• _PASSAGE FOR REVIEW_
-- -- --
The art fair season kicks off in Asia: here is your guide

China is gearing up for another autumn art season even as border closures and long quarantines remain in place for a second year. The 2020 autumn fairs and auctions around the region, particularly in Shanghai in November, returned in robust health after a beleaguered pandemic year. The 2021 season is set to be a bellwether of whether the transitional model reliant on local markets can be sustained until the distant day that regular international travel resumes.

September kicked off in the Pearl River Delta with the returns of Unscheduled Hong Kong (2-6 September) and the ninth Art Shenzhen (9-12 September). Unscheduled, a local galleries showcase created in June 2020 by the Hong Kong Art Gallery Association, this year moved to a 20,000 sq ft empty Central retail space on Queen’s Road (previously home to Topshop) and will next host the inaugural NFT-centred Digital Art Fair Asia (30 September-17 October).
-- -- --
(Extracted records)
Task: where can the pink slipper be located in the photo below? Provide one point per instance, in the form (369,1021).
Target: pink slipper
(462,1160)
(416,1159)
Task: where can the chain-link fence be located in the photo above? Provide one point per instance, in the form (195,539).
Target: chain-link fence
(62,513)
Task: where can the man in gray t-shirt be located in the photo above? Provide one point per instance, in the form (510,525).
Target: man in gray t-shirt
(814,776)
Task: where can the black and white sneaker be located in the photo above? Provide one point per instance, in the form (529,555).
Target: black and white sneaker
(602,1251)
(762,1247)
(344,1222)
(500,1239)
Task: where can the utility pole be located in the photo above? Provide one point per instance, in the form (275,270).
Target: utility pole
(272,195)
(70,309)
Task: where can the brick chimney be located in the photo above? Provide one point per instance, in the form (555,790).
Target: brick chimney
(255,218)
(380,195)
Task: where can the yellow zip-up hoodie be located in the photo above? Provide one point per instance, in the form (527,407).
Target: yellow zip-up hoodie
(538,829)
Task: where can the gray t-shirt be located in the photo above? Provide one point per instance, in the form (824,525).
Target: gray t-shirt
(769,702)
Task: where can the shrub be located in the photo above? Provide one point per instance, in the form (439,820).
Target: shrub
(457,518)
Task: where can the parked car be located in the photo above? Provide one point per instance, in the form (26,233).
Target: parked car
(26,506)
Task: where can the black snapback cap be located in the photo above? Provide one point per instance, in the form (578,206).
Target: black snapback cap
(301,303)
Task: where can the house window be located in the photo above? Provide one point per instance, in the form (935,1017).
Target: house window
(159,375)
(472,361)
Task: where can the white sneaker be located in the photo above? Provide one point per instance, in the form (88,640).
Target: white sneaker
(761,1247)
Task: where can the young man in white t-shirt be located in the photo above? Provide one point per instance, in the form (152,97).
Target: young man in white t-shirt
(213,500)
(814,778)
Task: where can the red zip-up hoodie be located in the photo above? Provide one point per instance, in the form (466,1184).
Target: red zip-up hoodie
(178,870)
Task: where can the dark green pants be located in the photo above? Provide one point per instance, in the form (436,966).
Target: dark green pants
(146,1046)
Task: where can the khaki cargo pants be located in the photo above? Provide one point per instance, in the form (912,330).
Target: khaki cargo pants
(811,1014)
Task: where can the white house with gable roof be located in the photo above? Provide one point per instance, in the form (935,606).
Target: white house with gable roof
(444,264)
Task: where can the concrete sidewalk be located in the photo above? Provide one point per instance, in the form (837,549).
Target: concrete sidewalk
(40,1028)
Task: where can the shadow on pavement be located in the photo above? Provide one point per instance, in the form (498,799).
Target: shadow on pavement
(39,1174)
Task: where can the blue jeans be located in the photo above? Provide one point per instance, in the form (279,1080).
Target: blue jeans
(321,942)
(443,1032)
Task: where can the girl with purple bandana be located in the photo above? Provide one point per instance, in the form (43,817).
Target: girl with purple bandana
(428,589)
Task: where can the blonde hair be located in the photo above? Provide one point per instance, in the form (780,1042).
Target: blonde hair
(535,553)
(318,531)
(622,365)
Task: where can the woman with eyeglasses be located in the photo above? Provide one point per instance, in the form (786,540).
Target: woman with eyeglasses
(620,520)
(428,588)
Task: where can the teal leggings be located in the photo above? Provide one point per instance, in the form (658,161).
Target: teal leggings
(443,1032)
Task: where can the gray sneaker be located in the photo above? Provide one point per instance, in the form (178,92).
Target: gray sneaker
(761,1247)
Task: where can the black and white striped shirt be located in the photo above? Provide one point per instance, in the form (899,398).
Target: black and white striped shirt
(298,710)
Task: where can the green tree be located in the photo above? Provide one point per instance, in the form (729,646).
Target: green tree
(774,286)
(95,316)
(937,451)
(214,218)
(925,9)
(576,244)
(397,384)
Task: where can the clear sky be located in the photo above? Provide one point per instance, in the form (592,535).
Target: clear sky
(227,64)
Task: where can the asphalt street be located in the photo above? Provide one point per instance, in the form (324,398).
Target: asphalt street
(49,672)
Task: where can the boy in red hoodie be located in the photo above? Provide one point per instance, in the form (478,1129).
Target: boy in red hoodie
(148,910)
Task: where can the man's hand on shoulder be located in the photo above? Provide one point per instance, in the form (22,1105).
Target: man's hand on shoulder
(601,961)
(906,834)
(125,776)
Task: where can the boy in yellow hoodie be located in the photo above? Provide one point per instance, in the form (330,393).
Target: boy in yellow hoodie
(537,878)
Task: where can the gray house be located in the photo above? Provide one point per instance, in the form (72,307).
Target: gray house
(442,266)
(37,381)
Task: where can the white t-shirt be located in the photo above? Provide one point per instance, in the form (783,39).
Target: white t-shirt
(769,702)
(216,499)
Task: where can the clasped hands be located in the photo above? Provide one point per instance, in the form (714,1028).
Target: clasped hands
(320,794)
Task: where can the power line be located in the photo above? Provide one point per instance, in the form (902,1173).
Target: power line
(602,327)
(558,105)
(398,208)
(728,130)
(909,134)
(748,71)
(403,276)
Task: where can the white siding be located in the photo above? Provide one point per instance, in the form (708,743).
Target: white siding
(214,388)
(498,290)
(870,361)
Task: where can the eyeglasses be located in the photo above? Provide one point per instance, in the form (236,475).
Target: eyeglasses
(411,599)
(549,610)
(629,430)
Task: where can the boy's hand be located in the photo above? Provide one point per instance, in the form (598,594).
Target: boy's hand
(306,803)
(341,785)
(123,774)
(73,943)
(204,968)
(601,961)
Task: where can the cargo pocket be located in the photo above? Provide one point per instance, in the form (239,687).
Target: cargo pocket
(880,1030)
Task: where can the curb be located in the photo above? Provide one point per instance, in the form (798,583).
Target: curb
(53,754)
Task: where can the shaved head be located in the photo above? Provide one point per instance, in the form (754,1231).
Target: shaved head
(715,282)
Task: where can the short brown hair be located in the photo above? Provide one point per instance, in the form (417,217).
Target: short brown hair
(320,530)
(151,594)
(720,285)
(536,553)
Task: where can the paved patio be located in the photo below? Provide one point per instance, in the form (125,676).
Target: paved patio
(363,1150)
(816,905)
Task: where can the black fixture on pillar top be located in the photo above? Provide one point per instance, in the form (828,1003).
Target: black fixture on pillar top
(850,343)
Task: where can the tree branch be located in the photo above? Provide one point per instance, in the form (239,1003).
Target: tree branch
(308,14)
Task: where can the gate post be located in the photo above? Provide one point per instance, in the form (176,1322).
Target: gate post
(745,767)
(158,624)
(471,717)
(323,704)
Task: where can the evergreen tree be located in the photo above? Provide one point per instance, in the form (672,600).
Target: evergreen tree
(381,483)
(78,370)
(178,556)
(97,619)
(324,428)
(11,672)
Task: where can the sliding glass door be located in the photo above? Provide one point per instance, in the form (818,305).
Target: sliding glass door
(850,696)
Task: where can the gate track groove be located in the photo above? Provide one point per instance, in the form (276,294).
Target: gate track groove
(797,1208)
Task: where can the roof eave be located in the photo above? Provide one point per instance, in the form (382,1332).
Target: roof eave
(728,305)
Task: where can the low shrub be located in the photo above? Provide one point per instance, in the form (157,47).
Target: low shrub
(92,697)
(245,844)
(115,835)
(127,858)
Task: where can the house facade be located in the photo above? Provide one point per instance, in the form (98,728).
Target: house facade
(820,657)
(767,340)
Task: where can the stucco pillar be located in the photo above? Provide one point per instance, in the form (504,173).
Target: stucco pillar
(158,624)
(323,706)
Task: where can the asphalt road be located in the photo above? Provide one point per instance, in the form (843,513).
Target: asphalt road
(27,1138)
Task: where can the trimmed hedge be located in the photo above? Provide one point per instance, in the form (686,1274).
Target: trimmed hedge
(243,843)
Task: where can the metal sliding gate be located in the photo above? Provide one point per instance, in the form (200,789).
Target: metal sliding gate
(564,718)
-- -- --
• _WHAT YOU HAVE TO DO_
In the Asia art fair guide, where was Unscheduled Hong Kong held this year?

• _WRITTEN RESPONSE_
In a 20,000 sq ft empty Central retail space on Queen's Road, previously home to Topshop.